> [GIVEN REQUEST]:
Repeat exactly the lines below from the line that contains "Mark one point on each instance of the vegetation on dune" to the last line, inclusive, without the pictures.

> [INPUT]:
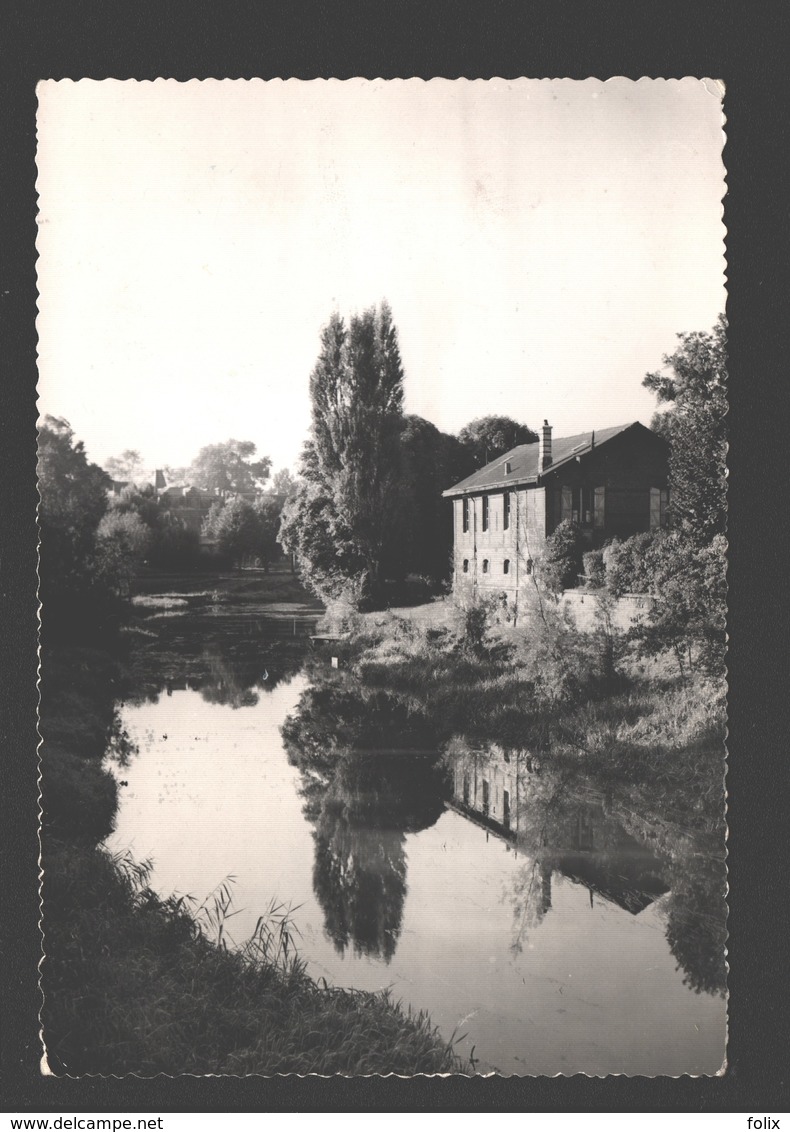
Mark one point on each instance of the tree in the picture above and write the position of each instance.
(229, 466)
(74, 498)
(431, 461)
(284, 483)
(687, 618)
(139, 502)
(234, 525)
(342, 522)
(696, 430)
(122, 542)
(488, 437)
(127, 466)
(561, 558)
(268, 513)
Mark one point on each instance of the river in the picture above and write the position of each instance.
(535, 927)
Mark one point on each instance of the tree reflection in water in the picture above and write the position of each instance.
(369, 777)
(366, 786)
(565, 822)
(213, 655)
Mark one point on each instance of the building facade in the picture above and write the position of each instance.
(611, 482)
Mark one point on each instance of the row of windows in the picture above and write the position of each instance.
(506, 566)
(486, 519)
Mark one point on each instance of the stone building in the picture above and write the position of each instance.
(611, 482)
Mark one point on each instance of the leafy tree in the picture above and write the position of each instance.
(688, 584)
(695, 427)
(229, 466)
(74, 498)
(234, 525)
(139, 502)
(431, 461)
(126, 466)
(561, 558)
(488, 437)
(342, 524)
(284, 482)
(122, 542)
(268, 514)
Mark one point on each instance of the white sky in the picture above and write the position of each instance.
(540, 242)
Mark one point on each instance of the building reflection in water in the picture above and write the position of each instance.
(539, 815)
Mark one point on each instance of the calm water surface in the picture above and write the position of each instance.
(548, 963)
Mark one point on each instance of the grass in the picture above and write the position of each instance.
(144, 985)
(137, 984)
(543, 688)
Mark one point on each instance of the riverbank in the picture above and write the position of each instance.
(134, 983)
(583, 701)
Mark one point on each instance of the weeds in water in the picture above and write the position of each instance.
(138, 984)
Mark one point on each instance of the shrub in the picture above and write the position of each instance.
(629, 565)
(594, 569)
(175, 548)
(79, 798)
(561, 559)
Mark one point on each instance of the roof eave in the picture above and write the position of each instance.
(489, 487)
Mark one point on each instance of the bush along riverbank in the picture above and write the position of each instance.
(135, 983)
(589, 717)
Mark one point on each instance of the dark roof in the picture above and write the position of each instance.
(523, 460)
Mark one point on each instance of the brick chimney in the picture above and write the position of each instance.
(544, 447)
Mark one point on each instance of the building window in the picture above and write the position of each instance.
(659, 498)
(582, 511)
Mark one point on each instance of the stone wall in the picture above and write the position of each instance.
(627, 610)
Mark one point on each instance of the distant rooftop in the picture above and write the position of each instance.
(521, 464)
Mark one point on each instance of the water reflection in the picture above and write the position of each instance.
(369, 777)
(564, 825)
(228, 654)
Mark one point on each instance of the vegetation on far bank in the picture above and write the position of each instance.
(134, 983)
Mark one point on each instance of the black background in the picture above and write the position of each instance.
(745, 44)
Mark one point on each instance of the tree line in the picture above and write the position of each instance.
(368, 508)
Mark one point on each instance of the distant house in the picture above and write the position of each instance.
(610, 482)
(494, 788)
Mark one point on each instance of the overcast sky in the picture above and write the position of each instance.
(540, 243)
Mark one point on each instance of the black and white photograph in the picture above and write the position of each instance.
(383, 576)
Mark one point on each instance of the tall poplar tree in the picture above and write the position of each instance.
(343, 522)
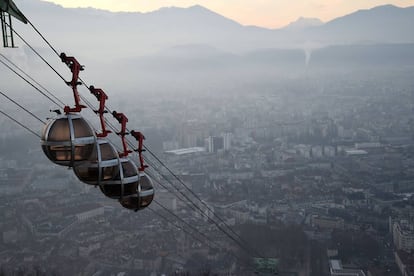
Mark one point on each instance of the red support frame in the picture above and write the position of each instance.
(75, 68)
(102, 97)
(122, 119)
(140, 138)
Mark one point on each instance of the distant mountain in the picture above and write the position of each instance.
(97, 34)
(383, 24)
(303, 23)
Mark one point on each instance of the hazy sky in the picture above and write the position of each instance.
(264, 13)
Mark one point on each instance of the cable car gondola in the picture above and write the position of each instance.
(125, 182)
(68, 139)
(102, 166)
(143, 197)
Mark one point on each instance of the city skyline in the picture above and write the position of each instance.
(265, 13)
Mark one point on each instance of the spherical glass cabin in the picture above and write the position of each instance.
(143, 197)
(125, 182)
(68, 139)
(102, 166)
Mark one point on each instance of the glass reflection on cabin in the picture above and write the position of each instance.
(125, 182)
(68, 139)
(102, 166)
(143, 197)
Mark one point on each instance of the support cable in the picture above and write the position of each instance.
(31, 84)
(33, 80)
(22, 107)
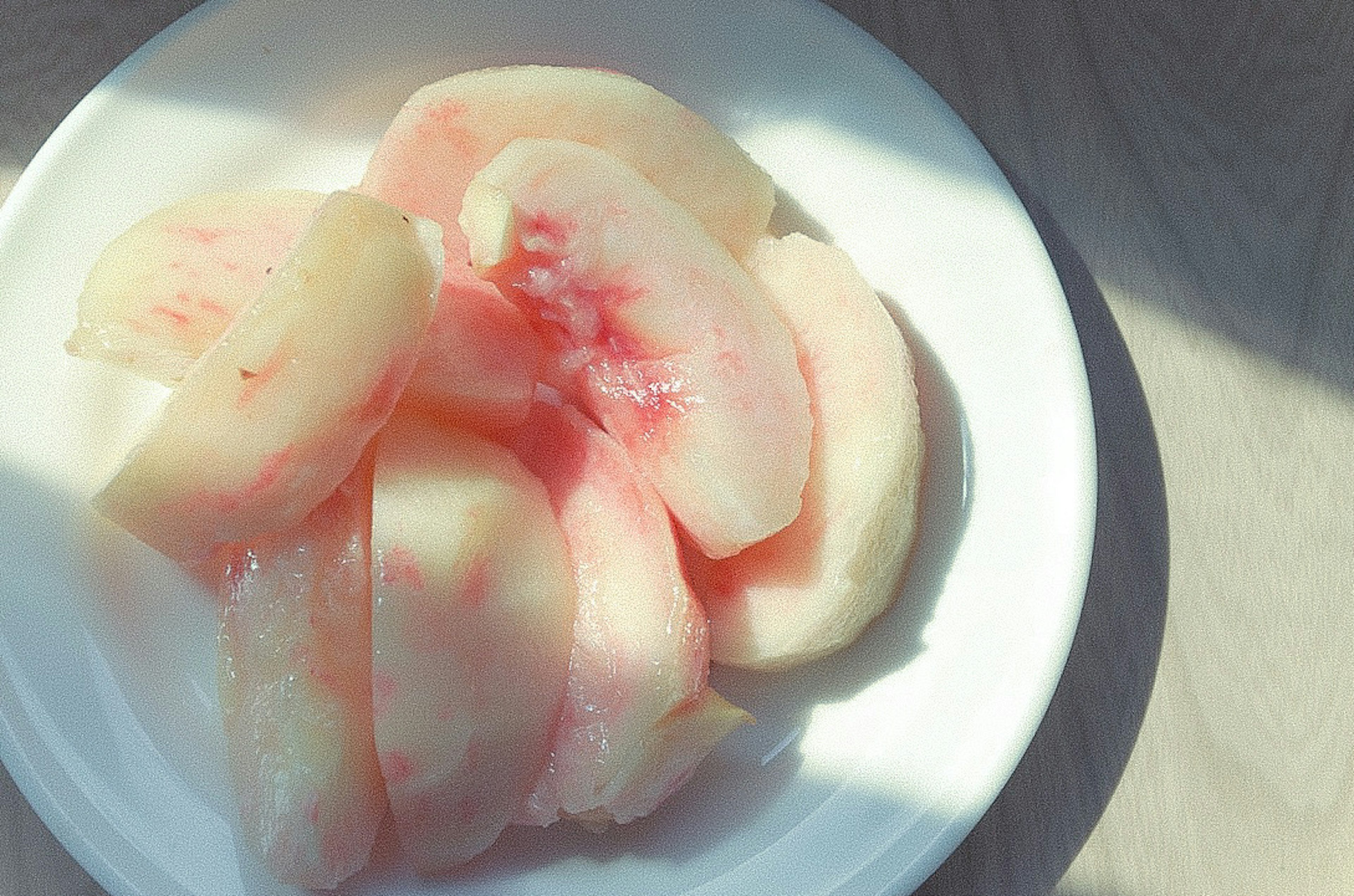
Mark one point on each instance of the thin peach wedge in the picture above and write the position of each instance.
(813, 588)
(269, 423)
(472, 633)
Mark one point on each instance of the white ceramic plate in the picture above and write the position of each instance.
(866, 771)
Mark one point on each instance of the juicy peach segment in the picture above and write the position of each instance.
(474, 597)
(164, 291)
(270, 422)
(480, 359)
(160, 294)
(812, 588)
(294, 672)
(638, 715)
(451, 129)
(656, 330)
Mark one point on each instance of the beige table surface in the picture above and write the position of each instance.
(1189, 167)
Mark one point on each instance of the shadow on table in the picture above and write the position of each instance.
(1058, 792)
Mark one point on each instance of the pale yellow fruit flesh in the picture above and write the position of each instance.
(269, 423)
(813, 588)
(294, 665)
(451, 129)
(638, 715)
(653, 328)
(166, 290)
(474, 599)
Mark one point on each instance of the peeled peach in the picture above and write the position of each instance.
(638, 714)
(450, 129)
(812, 588)
(472, 633)
(294, 677)
(166, 290)
(267, 424)
(653, 328)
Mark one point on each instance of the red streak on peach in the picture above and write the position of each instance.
(175, 316)
(384, 396)
(400, 567)
(203, 236)
(556, 231)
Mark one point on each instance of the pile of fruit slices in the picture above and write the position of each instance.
(492, 455)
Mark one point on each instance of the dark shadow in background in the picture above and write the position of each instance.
(1058, 792)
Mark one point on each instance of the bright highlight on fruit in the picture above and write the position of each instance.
(489, 458)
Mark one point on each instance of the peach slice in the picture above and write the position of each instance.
(638, 715)
(654, 330)
(451, 129)
(166, 290)
(294, 673)
(812, 588)
(269, 423)
(474, 597)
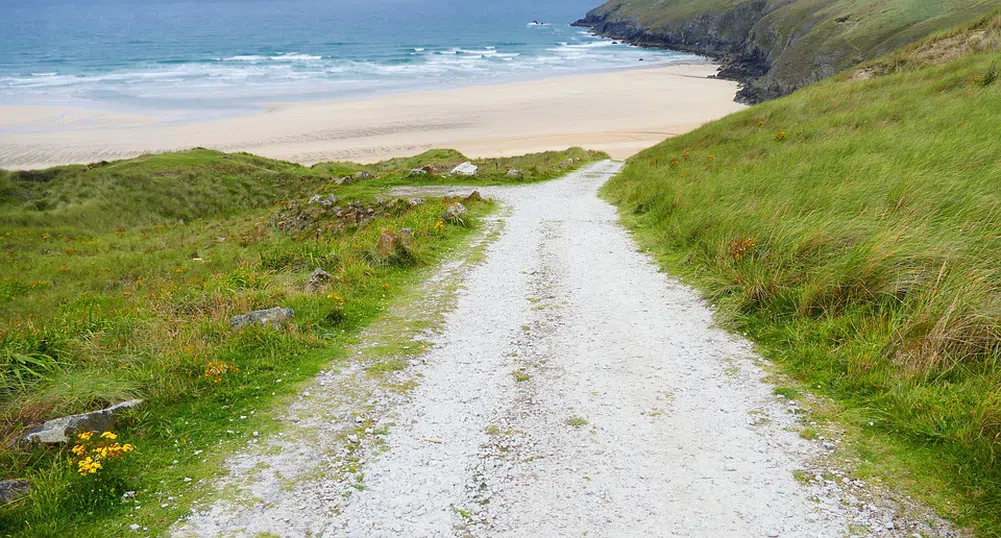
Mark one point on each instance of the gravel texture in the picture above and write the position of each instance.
(572, 390)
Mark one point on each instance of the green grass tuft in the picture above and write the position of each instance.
(861, 250)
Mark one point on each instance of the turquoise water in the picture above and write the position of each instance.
(241, 53)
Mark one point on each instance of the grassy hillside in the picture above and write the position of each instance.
(853, 228)
(778, 46)
(118, 281)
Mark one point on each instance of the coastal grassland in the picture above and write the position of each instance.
(118, 281)
(853, 229)
(784, 44)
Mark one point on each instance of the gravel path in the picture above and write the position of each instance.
(575, 391)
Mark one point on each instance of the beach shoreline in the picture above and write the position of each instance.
(621, 112)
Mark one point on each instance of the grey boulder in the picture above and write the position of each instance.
(318, 279)
(465, 168)
(454, 212)
(62, 429)
(275, 317)
(10, 490)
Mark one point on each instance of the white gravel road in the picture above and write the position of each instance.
(573, 391)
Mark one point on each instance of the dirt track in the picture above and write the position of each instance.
(573, 390)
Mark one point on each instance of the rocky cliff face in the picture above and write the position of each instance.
(725, 36)
(777, 46)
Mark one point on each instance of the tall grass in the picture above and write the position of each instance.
(117, 281)
(854, 229)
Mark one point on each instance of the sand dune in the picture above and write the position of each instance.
(620, 112)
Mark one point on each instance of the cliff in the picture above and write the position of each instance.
(777, 46)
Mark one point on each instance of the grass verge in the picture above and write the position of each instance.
(119, 281)
(851, 229)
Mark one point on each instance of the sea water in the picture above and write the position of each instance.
(231, 54)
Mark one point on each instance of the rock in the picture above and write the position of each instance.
(465, 168)
(386, 242)
(275, 317)
(11, 490)
(454, 213)
(62, 429)
(325, 201)
(318, 280)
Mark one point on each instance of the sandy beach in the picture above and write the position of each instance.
(620, 112)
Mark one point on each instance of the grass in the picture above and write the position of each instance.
(803, 40)
(577, 422)
(118, 281)
(860, 250)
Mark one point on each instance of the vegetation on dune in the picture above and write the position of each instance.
(118, 281)
(853, 228)
(777, 46)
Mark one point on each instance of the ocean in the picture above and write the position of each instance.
(242, 54)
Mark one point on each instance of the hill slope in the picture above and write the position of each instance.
(854, 229)
(777, 46)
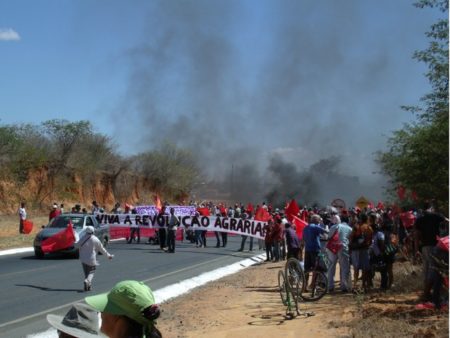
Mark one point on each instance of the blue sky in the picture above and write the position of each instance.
(302, 79)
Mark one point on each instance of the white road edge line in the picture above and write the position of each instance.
(161, 295)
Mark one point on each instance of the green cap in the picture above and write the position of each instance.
(128, 298)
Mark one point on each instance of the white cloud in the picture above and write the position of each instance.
(9, 34)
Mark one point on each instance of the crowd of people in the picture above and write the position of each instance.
(366, 240)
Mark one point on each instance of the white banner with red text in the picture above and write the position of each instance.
(120, 224)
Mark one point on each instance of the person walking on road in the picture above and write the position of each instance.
(22, 217)
(88, 246)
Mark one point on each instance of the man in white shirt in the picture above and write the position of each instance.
(89, 245)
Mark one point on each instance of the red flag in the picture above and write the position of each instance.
(61, 240)
(262, 215)
(204, 211)
(158, 203)
(292, 210)
(401, 192)
(299, 226)
(250, 208)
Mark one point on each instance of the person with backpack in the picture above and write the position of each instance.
(390, 247)
(360, 240)
(339, 252)
(376, 252)
(172, 227)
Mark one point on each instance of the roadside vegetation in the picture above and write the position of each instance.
(59, 160)
(417, 156)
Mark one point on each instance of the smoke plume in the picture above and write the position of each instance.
(276, 99)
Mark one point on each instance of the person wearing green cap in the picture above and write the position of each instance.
(127, 310)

> [FINISHED TASK]:
Mark one point on each instance of the vegetation on dune in the picture above and write the position of each instance.
(118, 281)
(853, 228)
(777, 46)
Mark one point on each instance of the ocean in the picture above and write the position of each instance.
(242, 54)
Mark one point on each instance of the hill slope in the picture above and write the position of each instance.
(854, 229)
(777, 46)
Mark one point on each instance of the blue sky in the picture above and write the position of each instance.
(302, 79)
Mark one point on each instance of the white road edge line in the picture above and write the position of each instance.
(161, 295)
Mark one point on each instance of the green cap in the picture above and write the position of each instance.
(128, 298)
Mark one point on each instance of the white cloud in the picture above and write the position of each instance.
(9, 34)
Mark one point on each instance of the crowd of people in the picture above and write the position of each instance.
(366, 240)
Mark one point on each instance of the white banner with red text in the picture above and write the position of each instance.
(120, 224)
Mark one point on each instance of the person walking on road in the picture above and write the position of each instance.
(22, 217)
(88, 246)
Mark one point on each instance of the man in white shirt in the picture above and write the position of each instance.
(89, 245)
Mark one point on each instance of the red flag in the picture above and write the position of each instance.
(61, 240)
(262, 215)
(204, 211)
(158, 203)
(292, 210)
(401, 192)
(299, 226)
(250, 208)
Mark one point on each instance of the person with backpack in the picture above and write the position of each instance.
(390, 247)
(360, 240)
(339, 252)
(376, 252)
(172, 227)
Mark one point on each instance of the roadside vegetation in the picture above and write the position of each instance.
(59, 160)
(417, 156)
Mark one point on each instance of the smoke plume in the picture above and write the position of each instance.
(276, 99)
Mark one point on each instance of the person wearing green cap in the picture above and write the position of each instance.
(127, 310)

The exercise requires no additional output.